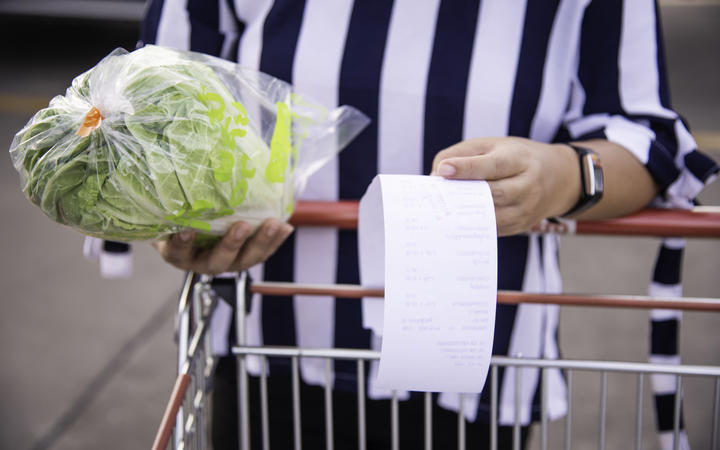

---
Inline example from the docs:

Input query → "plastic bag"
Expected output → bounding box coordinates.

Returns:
[10,45,369,241]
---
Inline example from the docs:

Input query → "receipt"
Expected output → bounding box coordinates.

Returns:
[358,175,497,393]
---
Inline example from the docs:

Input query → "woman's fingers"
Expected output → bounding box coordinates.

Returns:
[153,219,293,275]
[198,222,251,275]
[432,139,527,180]
[153,230,195,270]
[232,219,293,270]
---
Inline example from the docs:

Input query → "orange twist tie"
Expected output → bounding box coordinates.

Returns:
[77,106,104,137]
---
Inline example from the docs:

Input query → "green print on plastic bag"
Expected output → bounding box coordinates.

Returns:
[265,102,291,183]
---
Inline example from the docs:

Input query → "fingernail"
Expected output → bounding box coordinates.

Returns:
[265,223,280,237]
[437,163,457,177]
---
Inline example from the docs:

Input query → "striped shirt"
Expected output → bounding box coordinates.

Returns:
[131,0,717,432]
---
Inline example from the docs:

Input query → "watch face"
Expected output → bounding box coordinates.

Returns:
[582,153,596,197]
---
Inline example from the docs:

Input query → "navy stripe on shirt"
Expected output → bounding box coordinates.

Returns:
[653,245,683,285]
[260,0,305,83]
[578,0,623,115]
[139,0,165,46]
[187,0,223,56]
[423,0,480,173]
[650,319,679,356]
[508,0,559,136]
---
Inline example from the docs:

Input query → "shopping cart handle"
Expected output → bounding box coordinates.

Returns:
[152,373,190,450]
[290,200,720,238]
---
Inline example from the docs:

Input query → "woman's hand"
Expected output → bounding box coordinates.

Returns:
[432,137,580,236]
[153,219,293,275]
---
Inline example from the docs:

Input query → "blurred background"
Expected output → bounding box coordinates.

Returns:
[0,0,720,450]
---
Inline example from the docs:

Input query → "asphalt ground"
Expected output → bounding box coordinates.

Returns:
[0,2,720,450]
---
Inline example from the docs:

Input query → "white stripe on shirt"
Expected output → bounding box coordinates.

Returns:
[463,0,525,139]
[530,0,587,142]
[378,0,440,174]
[293,0,352,385]
[235,0,273,70]
[618,0,677,119]
[155,0,190,50]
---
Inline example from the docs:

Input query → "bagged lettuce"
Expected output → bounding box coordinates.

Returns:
[10,45,369,241]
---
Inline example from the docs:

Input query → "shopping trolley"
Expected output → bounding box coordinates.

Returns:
[153,201,720,450]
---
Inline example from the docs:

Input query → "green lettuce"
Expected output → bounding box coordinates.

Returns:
[10,46,298,241]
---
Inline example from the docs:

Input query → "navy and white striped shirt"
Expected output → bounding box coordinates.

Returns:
[132,0,717,432]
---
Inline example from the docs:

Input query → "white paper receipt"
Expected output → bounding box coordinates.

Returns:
[358,175,497,393]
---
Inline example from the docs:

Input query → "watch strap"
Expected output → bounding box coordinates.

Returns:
[563,144,604,216]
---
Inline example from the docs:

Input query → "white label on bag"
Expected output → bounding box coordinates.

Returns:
[358,175,497,393]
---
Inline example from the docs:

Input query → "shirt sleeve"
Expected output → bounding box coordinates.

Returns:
[564,0,718,208]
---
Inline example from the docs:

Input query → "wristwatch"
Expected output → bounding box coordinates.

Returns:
[564,144,604,216]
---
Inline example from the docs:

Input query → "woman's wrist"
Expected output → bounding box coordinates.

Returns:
[544,144,582,217]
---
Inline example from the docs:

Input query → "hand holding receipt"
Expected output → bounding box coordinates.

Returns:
[358,175,497,392]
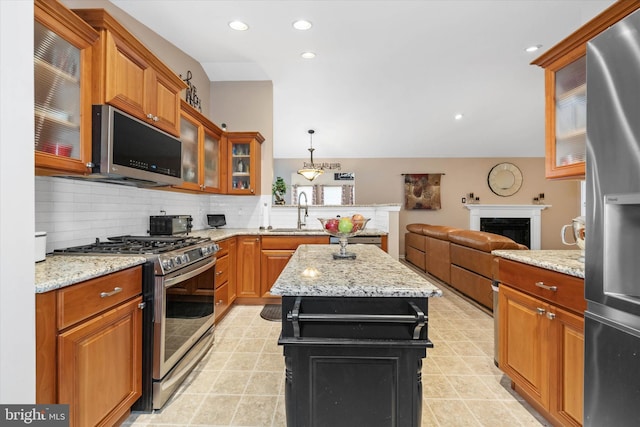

◆ ◆ ◆

:: Set problem ::
Reproduce the material with every "Input query" changed to "Search phrase" and everything else left as it is. Leave the pictures out.

:: Finished answer ::
---
Inline example from the docs:

Search phrase → "plastic bag"
Expected output → bounding box coordinates.

Returns:
[10,45,369,241]
---
Inline example from the docs:

Search phrase → "receipt"
Expected output → bounding box coordinates.

Returns:
[358,175,497,393]
---
Inline example from the docs:

Search phrase → "woman's fingers"
Expected output → bounding box coordinates.

Returns:
[153,219,293,275]
[198,222,251,275]
[432,139,527,180]
[153,230,195,270]
[232,219,293,270]
---
Inline example from the docs:

Search phrase → "orange twist tie"
Expected output → bounding box coordinates.

Returns:
[77,106,104,137]
---
Inline example from the docs:

Search phrase → "green print on plastic bag"
Expected output → bounding box coordinates.

Returns:
[265,102,291,183]
---
Inline example from the docs:

Search phrase → "fingernail"
Expected output → bounding box coordinates.

Returns:
[265,223,280,237]
[437,163,457,177]
---
Inline example from the docs:

Search phrase → "striped shirt"
Expected output → bounding box coordinates.

Returns:
[131,0,717,432]
---
Inline example from the docs:

Search phrase → "watch face"
Expected output → bounding box coordinates.

Returns:
[582,153,596,197]
---
Inline example from the docs:

Search phrase → "navy stripe on shirt"
Expected output → bounding box coordinates.

Returns:
[653,245,683,285]
[260,0,305,83]
[578,0,623,115]
[139,0,165,46]
[187,0,223,56]
[423,0,480,173]
[650,319,679,356]
[508,0,559,136]
---
Inline example from the docs:

Search phrase → "shopping cart handle"
Expected output → bounding box coordinates.

Returns:
[152,373,190,450]
[290,200,720,238]
---
Inline example from the docs:

Search phrase → "woman's hand"
Expected output → bounding box coordinates.

Returns:
[432,137,580,236]
[153,219,293,275]
---
Inline example from the docs:

Search phrase → "blurred background"
Expected output → bounding box coordinates.

Returns:
[0,0,720,450]
---
Inline example from the docs:

Search phrase → "asphalt ground"
Expected output → bounding box coordinates.

Returns:
[0,2,720,450]
---
Inline example from the docs:

Search phrase → "white stripe on shirt"
Expected output → bounding box coordinates.

Returns:
[463,0,525,139]
[530,0,587,142]
[378,0,440,174]
[293,0,352,385]
[235,0,273,70]
[618,0,677,119]
[155,0,190,50]
---
Inline example from the docs:

Search phrase → "bagged lettuce"
Expected output → bounding box coordinates.

Returns:
[10,45,369,241]
---
Inline example from the docs:

Search phrase → "shopping trolley"
Expected output → bounding box coordinates.

Returns:
[153,201,720,450]
---
Inline example from the docs:

Search phrase → "green lettuce"
Expected output → bounding box coordinates.

Returns:
[10,46,298,241]
---
Inline example from the docs:

Search phrase → "navy and white striped shirt"
Expected output → bounding box coordinates.

Returns:
[132,0,717,432]
---
Inline example from the docs:

Search phrase → "white paper receipt"
Expected output → bounding box coordinates.

Returns:
[358,175,497,393]
---
Inline example from the docs:

Search phrase → "watch strap"
Expected output → bounding box coordinates.

Returns:
[563,144,604,216]
---
Inline example from the docs:

Search phrase → "white label on bag"
Expected output → bounding box coordinates.

Returns:
[358,175,497,393]
---
Inline example from the docs:

Search phrase → "shirt sleeve"
Expected output → bounding box coordinates.

Returns:
[564,0,718,208]
---
Inline example from the docs:

Search phrase → "wristwatch"
Expected output → bounding box coordinates.

Returns:
[564,144,604,216]
---
Inline example from the docs:

Search phrase → "woman's wrist"
Expected output → bounding box coordinates.

Returns:
[544,144,582,217]
---
Inline example from the docs:

Search phrase → "hand holding receipt"
Expected output → bounding box coordinates.

Returns:
[358,175,497,392]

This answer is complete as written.